### WHAT THIS TASK INVOLVES
Repeat the lines of the listing below exactly, starting at the line that contains "of the black" and running through the last line, both included, and only those.

ENTRIES SUPPLIED below:

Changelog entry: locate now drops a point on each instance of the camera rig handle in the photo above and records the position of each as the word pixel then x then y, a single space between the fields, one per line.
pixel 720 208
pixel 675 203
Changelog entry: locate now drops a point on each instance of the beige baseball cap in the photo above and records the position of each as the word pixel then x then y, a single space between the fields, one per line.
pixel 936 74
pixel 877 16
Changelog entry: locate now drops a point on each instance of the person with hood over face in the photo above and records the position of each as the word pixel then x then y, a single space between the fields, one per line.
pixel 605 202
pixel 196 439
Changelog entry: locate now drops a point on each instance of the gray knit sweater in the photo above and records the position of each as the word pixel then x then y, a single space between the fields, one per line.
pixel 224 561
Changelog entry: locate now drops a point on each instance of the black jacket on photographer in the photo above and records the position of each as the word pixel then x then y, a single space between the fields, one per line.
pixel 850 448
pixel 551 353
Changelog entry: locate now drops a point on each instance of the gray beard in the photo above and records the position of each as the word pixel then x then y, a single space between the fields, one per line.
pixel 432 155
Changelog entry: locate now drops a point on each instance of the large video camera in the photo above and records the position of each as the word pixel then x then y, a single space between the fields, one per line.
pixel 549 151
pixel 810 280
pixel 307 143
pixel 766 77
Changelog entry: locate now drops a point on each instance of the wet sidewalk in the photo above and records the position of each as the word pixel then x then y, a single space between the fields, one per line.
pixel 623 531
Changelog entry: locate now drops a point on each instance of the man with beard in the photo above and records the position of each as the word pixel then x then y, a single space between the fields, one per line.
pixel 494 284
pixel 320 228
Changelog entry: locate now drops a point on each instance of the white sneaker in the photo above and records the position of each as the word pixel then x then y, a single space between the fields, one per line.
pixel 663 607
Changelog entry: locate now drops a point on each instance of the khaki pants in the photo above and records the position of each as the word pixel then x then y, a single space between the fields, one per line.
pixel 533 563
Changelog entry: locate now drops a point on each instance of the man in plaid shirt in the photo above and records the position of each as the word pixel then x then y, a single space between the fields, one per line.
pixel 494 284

End of ENTRIES SUPPLIED.

### EXERCISE SOLUTION
Changelog entry: locate now drops a point on each instance of the black jacket on photographer in the photo above and records the position of each as the word pixel then x then y, a single space between the fields, one per line.
pixel 850 448
pixel 551 353
Changelog entry: locate now drops a point on each instance of the gray beard in the photo above and records the position of each as the word pixel then x then y, a single space between the fields, one per line.
pixel 432 155
Changelog entry: locate now drops a point on each instance of the large video camera in the photo above and records the position of each as the word pixel then x then y, a single space between the fields, one per line.
pixel 549 151
pixel 810 280
pixel 307 143
pixel 766 77
Changelog entry: locate now drops a point on each instance of the wet sidewalk in the photo above and records the position of each as the word pixel then x then y, a single space between the fields, one per line.
pixel 623 531
Changelog entry: locate now drops a point on each instance of the man with beard in the photo above and records the position of each as the word pixel then x then y, a single space between the fields, one per line.
pixel 494 284
pixel 320 228
Changelog entry: locate now drops a point on each instance of the white sneaker in the photo above and records the position of each as the word pixel then x then y, a single space between the fields, one per line.
pixel 663 607
Changelog entry: locate now drops a point on each instance of the khaki pants in the photo above and records the position of each as the word pixel then x then y, a single space between the fields, one per line.
pixel 533 563
Changelog entry: locate now drops a point on each instance of the man in plaid shirt in the photo above and records the position of each as the word pixel then x then y, a single space between the fields, one per line.
pixel 494 284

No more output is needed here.